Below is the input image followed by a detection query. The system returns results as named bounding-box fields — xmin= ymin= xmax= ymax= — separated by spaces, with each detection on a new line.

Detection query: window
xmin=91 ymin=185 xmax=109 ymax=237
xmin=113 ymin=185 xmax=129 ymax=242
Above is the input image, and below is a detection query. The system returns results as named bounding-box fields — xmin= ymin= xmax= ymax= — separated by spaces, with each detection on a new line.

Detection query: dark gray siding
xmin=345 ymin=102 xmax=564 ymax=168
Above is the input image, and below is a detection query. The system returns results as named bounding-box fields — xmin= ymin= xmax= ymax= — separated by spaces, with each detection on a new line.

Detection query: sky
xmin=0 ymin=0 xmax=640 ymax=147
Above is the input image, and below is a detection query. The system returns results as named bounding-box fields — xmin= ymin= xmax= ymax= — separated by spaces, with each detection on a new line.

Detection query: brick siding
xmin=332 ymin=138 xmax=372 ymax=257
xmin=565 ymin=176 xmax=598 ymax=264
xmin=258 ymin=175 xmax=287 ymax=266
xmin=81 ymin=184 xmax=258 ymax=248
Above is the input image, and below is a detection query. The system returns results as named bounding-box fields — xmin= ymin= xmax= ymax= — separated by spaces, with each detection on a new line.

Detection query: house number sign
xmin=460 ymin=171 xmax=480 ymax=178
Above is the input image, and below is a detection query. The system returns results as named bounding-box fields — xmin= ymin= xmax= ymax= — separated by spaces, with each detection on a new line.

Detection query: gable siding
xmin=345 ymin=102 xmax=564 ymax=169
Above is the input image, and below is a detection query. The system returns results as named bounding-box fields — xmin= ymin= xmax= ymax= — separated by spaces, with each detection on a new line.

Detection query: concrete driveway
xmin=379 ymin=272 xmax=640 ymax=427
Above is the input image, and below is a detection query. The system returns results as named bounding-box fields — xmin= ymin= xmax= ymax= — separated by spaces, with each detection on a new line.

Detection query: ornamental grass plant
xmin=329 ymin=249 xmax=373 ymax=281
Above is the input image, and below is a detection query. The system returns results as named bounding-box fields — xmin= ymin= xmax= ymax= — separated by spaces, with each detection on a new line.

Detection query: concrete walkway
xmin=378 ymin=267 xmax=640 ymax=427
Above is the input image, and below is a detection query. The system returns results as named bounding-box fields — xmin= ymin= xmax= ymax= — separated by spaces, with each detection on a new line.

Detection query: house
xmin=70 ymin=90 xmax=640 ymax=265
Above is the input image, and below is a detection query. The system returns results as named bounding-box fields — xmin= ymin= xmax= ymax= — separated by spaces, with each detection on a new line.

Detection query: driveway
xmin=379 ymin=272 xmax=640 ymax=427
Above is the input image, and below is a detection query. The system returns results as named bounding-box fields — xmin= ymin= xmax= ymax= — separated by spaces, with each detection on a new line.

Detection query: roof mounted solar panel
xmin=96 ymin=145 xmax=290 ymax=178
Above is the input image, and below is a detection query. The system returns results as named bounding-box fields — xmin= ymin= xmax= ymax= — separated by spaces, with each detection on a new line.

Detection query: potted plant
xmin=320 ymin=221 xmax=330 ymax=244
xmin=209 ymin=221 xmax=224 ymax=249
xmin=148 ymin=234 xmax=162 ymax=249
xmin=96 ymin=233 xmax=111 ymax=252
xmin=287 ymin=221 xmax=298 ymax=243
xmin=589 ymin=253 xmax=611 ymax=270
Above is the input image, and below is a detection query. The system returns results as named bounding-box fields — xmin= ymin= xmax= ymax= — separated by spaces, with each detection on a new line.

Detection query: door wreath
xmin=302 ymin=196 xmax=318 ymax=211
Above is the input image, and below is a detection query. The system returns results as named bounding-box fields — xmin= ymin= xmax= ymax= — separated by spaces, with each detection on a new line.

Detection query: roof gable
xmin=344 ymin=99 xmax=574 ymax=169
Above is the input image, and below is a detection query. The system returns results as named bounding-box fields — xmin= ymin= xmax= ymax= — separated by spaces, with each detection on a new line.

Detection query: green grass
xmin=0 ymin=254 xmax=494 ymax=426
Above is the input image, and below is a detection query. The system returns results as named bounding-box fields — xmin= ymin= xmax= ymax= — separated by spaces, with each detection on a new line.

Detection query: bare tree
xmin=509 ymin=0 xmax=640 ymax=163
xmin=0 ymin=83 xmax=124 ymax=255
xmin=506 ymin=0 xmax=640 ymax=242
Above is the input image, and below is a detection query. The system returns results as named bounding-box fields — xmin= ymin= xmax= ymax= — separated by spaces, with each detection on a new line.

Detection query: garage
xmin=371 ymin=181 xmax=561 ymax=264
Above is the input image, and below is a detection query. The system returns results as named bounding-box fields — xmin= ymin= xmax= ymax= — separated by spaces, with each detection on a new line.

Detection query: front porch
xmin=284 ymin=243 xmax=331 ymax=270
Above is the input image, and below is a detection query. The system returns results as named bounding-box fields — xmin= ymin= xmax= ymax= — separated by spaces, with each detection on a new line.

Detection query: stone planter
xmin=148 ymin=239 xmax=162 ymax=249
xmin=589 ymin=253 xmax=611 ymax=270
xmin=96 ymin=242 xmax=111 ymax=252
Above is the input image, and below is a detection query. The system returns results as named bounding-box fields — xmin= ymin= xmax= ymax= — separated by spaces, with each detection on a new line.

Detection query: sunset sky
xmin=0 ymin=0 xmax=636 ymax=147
________________
** Given instruction **
Reproduce all of the entries above verbatim, line for line, with no changes to wording, spacing, or order.

** Solution to this task **
Below is the input image followed by a detection query. The system returns results as named bounding-box fields — xmin= ymin= xmax= ymax= — separated by spaces, with each detection on a new line.

Detection query: window
xmin=91 ymin=185 xmax=109 ymax=237
xmin=113 ymin=185 xmax=129 ymax=242
Above is the input image, and below is a detection query. The system returns results as named bounding-box fields — xmin= ymin= xmax= ymax= — separated by spaces, with each detection on a new line.

Detection query: dark gray siding
xmin=345 ymin=102 xmax=564 ymax=168
Above is the input image, and below is a detection query. The system returns results as named bounding-box fields — xmin= ymin= xmax= ymax= — separated by spaces, with each detection on a new line.

Detection query: sky
xmin=0 ymin=0 xmax=640 ymax=147
Above is the input image, and below is a detection query. The system returns results as named bounding-box fields — xmin= ymin= xmax= ymax= — separated by spaces, with each detection on a new line.

Detection query: brick siding
xmin=332 ymin=138 xmax=372 ymax=257
xmin=565 ymin=176 xmax=598 ymax=264
xmin=258 ymin=175 xmax=287 ymax=266
xmin=81 ymin=184 xmax=258 ymax=248
Above is the input image, and below is a detection query. The system returns results as named bounding-box fields — xmin= ymin= xmax= ymax= — separated by spaces, with each detection on a new line.

Detection query: house number sign
xmin=460 ymin=171 xmax=480 ymax=178
Above is the input image, and below is a detection query. The system returns results as named bounding-box fields — xmin= ymin= xmax= ymax= — separated by spaces, with each detection on a new line.

Detection query: gable siding
xmin=345 ymin=102 xmax=564 ymax=169
Above is the input image, and below is a detection query. The system returns results as named bounding-box fields — xmin= ymin= xmax= ymax= — separated by spaces, with each detection on a new line.

Detection query: concrete driveway
xmin=379 ymin=272 xmax=640 ymax=427
Above is the input image, and below is a detection query. The system returns results as named bounding-box fields — xmin= ymin= xmax= ymax= — separated by spaces, with each detection on a new line.

Detection query: ornamental grass plant
xmin=329 ymin=249 xmax=373 ymax=281
Above is the input image, and below is a detection query. The system returns results as named bounding-box fields — xmin= ymin= xmax= ymax= — separated by spaces, with each detection on a new line.

Detection query: concrete walkway
xmin=378 ymin=267 xmax=640 ymax=427
Above is the input image, and below is a detection query. The system returns results as named bounding-box fields — xmin= ymin= xmax= ymax= — separated by spaces, with each detection on a new line.

Detection query: house
xmin=70 ymin=90 xmax=640 ymax=265
Above is the input image, and below is a detection query. The system returns results as named bounding-box fields — xmin= ymin= xmax= ymax= — separated by spaces, with each detection on a new line.

Detection query: driveway
xmin=379 ymin=272 xmax=640 ymax=427
Above is the input image, and below is a detection query. The system returns results as named bounding-box fields — xmin= ymin= xmax= ymax= — separated by spaces, with each detection on a new line.

Detection query: roof mounted solar panel
xmin=96 ymin=145 xmax=290 ymax=178
Above is the input image, and below is a detection query. The system returns results as named bounding-box fields — xmin= ymin= xmax= ymax= — separated by spaces, with each detection on a new line.

Detection query: potted plant
xmin=320 ymin=221 xmax=330 ymax=244
xmin=209 ymin=221 xmax=224 ymax=249
xmin=148 ymin=234 xmax=162 ymax=249
xmin=96 ymin=233 xmax=111 ymax=252
xmin=287 ymin=221 xmax=298 ymax=243
xmin=589 ymin=253 xmax=611 ymax=270
Above is the input image, and below is a detection query. The system returns results as named bounding-box fields — xmin= ymin= xmax= ymax= — separated by spaces, with each detection on a new line.

Detection query: door wreath
xmin=302 ymin=196 xmax=318 ymax=211
Above is the input image, and below is a detection query. The system returns results as named bounding-box fields — xmin= ymin= xmax= ymax= — separated by spaces, with each detection on a new line.

Detection query: roof gable
xmin=344 ymin=99 xmax=574 ymax=169
Above is the input image, and below is a detection query. The system returns results as named bounding-box fields — xmin= ymin= xmax= ymax= — separated by spaces, with each detection on a new line.

Detection query: green grass
xmin=0 ymin=254 xmax=494 ymax=426
Above is the input image, and below is a detection query. The system returns results as named bounding-box fields — xmin= ymin= xmax= ymax= — separated by spaces, with each detection on a new line.

Detection query: bare tree
xmin=509 ymin=0 xmax=640 ymax=163
xmin=0 ymin=83 xmax=124 ymax=255
xmin=506 ymin=0 xmax=640 ymax=242
Above is the input image, and below is a detection query. The system returns results as named bounding-box fields — xmin= ymin= xmax= ymax= — separated by spaces, with each detection on a new line.

Detection query: garage
xmin=371 ymin=181 xmax=561 ymax=264
Above is the input image, and below is a detection query. The system returns results as named bounding-box fields — xmin= ymin= xmax= ymax= — separated by spaces, with each detection on a new line.

Detection query: front porch
xmin=284 ymin=243 xmax=331 ymax=270
Above is the input image, and below is a detection query. The system returns results as named bounding-box fields — xmin= ymin= xmax= ymax= — separated by spaces, with each detection on a new line.

Detection query: stone planter
xmin=148 ymin=239 xmax=162 ymax=249
xmin=589 ymin=253 xmax=611 ymax=270
xmin=96 ymin=242 xmax=111 ymax=252
Above is the input image, and below is a detection query. The system returns results as named bounding-box fields — xmin= ymin= xmax= ymax= — separated by spaces, with each detection on a new line.

Detection query: sunset sky
xmin=0 ymin=0 xmax=636 ymax=147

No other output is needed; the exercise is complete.